■ **Task**
Recast the material from the line with "segment --target dark" to the line with "Provide the outline of every instance of the dark", both included, as a Markdown table with the columns Row and Line. Number each row and leave out blank lines.
§ §
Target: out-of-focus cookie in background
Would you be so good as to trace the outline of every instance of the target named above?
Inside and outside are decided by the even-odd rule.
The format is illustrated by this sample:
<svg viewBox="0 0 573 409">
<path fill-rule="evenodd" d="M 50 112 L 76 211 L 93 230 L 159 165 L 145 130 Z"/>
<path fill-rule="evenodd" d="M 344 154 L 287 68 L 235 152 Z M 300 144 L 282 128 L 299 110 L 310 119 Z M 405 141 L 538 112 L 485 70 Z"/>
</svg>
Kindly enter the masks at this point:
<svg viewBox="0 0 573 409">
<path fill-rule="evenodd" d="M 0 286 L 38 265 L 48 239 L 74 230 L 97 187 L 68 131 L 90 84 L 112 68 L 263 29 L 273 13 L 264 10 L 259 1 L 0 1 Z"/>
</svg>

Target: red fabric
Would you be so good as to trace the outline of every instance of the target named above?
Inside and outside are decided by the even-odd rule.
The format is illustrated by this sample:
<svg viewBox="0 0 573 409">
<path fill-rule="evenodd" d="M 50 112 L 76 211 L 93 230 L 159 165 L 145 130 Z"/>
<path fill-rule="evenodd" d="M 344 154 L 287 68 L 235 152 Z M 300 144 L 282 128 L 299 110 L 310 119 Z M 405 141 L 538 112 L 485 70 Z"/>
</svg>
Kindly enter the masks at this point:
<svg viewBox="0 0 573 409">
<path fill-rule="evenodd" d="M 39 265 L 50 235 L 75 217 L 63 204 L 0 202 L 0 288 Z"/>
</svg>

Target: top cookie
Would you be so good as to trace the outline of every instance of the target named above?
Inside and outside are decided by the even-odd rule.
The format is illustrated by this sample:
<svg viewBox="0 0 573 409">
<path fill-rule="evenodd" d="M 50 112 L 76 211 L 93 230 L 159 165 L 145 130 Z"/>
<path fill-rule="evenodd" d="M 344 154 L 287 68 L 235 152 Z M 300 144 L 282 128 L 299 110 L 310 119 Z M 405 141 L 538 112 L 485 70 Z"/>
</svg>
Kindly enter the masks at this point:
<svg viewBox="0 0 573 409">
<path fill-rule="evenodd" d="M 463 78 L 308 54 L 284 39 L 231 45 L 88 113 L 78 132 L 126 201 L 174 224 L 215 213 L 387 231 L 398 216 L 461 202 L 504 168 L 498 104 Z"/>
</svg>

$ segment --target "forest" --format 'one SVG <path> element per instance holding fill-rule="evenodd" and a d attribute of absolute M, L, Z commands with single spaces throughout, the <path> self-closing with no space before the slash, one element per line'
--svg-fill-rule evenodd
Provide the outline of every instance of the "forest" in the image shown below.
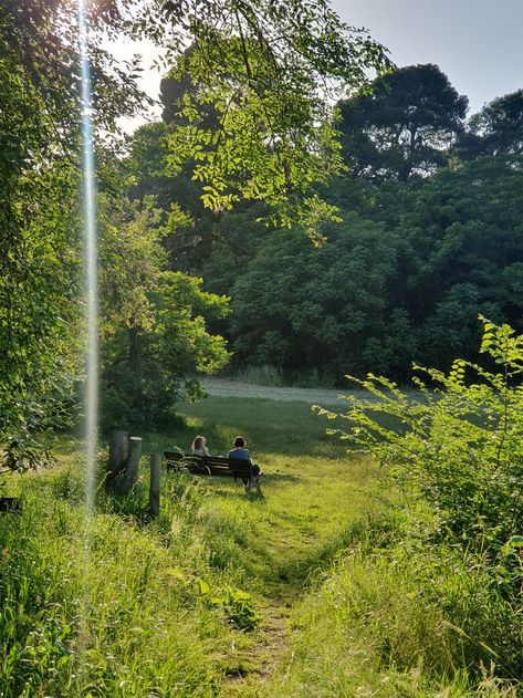
<path fill-rule="evenodd" d="M 327 0 L 1 3 L 0 698 L 521 695 L 522 190 Z"/>

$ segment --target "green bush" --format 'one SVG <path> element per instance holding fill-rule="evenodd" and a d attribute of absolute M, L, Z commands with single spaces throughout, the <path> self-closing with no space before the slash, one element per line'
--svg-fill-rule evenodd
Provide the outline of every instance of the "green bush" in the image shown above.
<path fill-rule="evenodd" d="M 464 360 L 448 374 L 416 366 L 425 374 L 415 378 L 416 399 L 384 377 L 352 378 L 370 398 L 347 397 L 349 426 L 330 433 L 372 452 L 411 503 L 421 498 L 440 538 L 500 561 L 523 518 L 523 336 L 483 325 L 481 352 L 494 368 Z"/>

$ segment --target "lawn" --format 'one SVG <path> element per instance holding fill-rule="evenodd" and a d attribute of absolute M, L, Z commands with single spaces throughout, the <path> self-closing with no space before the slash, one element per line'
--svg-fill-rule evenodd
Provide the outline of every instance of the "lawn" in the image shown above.
<path fill-rule="evenodd" d="M 74 439 L 53 469 L 8 481 L 24 509 L 0 520 L 2 698 L 472 695 L 467 637 L 498 642 L 504 606 L 480 617 L 480 577 L 400 542 L 376 466 L 303 403 L 210 397 L 180 413 L 172 433 L 143 435 L 145 455 L 197 434 L 226 454 L 241 434 L 261 491 L 164 473 L 150 521 L 144 457 L 132 494 L 100 487 L 86 518 Z M 460 635 L 441 598 L 464 581 L 478 617 Z M 483 679 L 481 695 L 515 696 Z"/>

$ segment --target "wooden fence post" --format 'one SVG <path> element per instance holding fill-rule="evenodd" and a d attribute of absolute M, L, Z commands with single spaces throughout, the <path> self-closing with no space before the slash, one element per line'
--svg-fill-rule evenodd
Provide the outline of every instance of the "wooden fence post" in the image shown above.
<path fill-rule="evenodd" d="M 160 514 L 161 456 L 150 456 L 149 513 L 155 519 Z"/>

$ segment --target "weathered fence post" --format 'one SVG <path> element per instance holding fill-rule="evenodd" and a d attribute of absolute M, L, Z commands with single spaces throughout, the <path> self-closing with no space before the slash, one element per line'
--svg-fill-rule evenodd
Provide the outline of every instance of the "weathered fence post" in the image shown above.
<path fill-rule="evenodd" d="M 149 513 L 155 519 L 160 514 L 161 456 L 150 456 Z"/>
<path fill-rule="evenodd" d="M 142 457 L 142 438 L 129 437 L 125 431 L 109 435 L 109 457 L 107 460 L 106 485 L 118 494 L 127 494 L 138 479 Z"/>
<path fill-rule="evenodd" d="M 126 431 L 113 430 L 109 434 L 109 458 L 107 471 L 116 475 L 124 468 L 129 452 L 129 435 Z"/>

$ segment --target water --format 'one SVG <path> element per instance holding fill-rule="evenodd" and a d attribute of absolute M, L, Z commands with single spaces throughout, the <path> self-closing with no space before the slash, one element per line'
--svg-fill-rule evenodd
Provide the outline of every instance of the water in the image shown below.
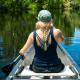
<path fill-rule="evenodd" d="M 18 55 L 31 31 L 35 29 L 36 13 L 0 14 L 0 68 L 12 62 Z M 63 47 L 80 67 L 80 14 L 55 10 L 54 26 L 65 36 Z M 0 77 L 1 74 L 0 73 Z M 3 75 L 4 77 L 5 75 Z"/>

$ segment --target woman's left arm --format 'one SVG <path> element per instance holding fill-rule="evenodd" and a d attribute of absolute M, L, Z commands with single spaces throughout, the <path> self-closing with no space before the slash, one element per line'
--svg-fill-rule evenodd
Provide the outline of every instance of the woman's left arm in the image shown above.
<path fill-rule="evenodd" d="M 63 36 L 60 29 L 56 29 L 55 39 L 56 39 L 57 42 L 62 42 L 64 40 L 64 36 Z"/>

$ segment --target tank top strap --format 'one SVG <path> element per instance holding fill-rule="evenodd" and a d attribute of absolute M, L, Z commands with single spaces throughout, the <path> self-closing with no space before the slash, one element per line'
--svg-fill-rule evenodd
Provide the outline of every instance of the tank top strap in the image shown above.
<path fill-rule="evenodd" d="M 51 40 L 54 41 L 53 28 L 50 29 Z"/>
<path fill-rule="evenodd" d="M 36 45 L 36 31 L 33 32 L 34 45 Z"/>

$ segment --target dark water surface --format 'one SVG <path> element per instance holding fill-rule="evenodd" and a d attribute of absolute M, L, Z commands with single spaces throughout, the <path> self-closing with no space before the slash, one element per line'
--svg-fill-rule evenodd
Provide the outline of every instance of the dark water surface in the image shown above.
<path fill-rule="evenodd" d="M 54 13 L 53 13 L 54 12 Z M 65 36 L 64 48 L 80 67 L 80 13 L 73 11 L 52 12 L 54 26 Z M 18 55 L 31 31 L 35 29 L 37 14 L 0 14 L 0 68 Z M 0 73 L 2 77 L 3 73 Z"/>

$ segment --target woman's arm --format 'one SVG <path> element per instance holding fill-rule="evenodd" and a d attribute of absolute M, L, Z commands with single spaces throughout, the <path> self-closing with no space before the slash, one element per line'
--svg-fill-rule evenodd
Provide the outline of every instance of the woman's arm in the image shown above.
<path fill-rule="evenodd" d="M 64 36 L 60 29 L 56 29 L 54 35 L 57 42 L 62 42 L 64 40 Z"/>
<path fill-rule="evenodd" d="M 30 46 L 33 44 L 33 32 L 30 33 L 26 43 L 24 44 L 24 46 L 22 47 L 22 49 L 19 51 L 19 53 L 21 55 L 23 55 L 29 48 Z"/>

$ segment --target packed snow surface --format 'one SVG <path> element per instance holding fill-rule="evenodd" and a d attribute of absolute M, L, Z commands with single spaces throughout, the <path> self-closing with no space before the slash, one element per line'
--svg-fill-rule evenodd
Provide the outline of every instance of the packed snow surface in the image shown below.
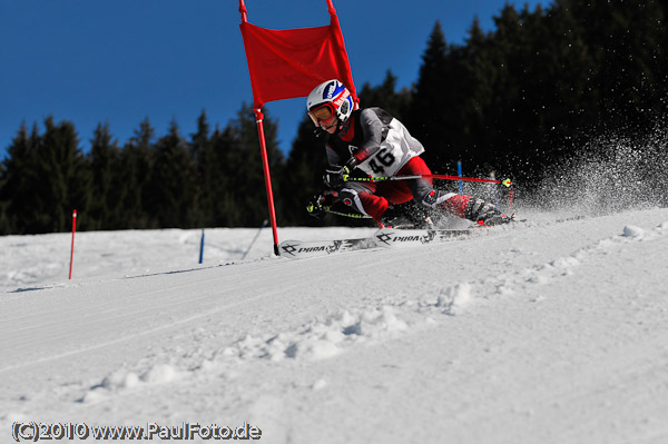
<path fill-rule="evenodd" d="M 199 230 L 81 233 L 71 280 L 70 234 L 1 237 L 0 442 L 36 422 L 668 443 L 668 209 L 522 216 L 305 260 L 269 229 L 207 229 L 202 265 Z"/>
§ §
■ **Correct output**
| Row | Line |
|---|---|
| 1 | $ segment --target dark water surface --format 'one SVG <path> element per instance holding fill-rule="evenodd" and a d attribute of absolute M, L, Z commands with single spaces throughout, the <path> self-closing with no space before the slash, one element per line' |
| 2 | --svg-fill-rule evenodd |
| 3 | Provide the outline of every instance of the dark water surface in the image shown above. |